··· Provided information ···
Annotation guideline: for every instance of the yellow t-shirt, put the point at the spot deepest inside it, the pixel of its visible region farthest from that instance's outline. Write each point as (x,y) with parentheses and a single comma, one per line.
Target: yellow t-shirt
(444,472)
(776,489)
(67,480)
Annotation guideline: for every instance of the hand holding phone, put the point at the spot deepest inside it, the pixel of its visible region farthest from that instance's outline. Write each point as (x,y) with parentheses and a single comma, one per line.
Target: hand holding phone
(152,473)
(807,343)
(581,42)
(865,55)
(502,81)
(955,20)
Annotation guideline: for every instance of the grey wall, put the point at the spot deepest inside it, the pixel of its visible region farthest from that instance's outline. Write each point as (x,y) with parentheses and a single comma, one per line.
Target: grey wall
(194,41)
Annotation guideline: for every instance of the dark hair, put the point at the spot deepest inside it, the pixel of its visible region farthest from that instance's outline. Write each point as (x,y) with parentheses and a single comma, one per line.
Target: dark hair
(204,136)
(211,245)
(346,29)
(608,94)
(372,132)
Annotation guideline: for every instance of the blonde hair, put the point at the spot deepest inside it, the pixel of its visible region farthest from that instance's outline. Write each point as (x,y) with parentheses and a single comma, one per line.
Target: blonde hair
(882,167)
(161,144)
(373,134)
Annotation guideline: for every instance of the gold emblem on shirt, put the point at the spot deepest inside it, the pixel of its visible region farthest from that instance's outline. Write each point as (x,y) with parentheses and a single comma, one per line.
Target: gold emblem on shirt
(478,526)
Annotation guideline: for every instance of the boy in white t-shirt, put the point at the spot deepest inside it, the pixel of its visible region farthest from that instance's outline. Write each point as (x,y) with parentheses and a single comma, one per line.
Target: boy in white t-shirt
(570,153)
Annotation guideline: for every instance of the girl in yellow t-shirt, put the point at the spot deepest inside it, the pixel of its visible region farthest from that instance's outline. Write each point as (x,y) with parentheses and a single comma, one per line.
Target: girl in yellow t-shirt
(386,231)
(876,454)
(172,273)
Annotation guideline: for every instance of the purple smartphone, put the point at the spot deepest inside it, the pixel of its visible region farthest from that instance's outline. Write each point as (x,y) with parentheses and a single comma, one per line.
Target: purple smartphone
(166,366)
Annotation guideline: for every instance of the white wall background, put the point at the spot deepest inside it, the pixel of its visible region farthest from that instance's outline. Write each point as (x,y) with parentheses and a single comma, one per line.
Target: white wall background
···
§ Task to carry out: From the entries, count the lines that hold the string "background". Nothing but the number is needed.

§ Response for this exercise: 2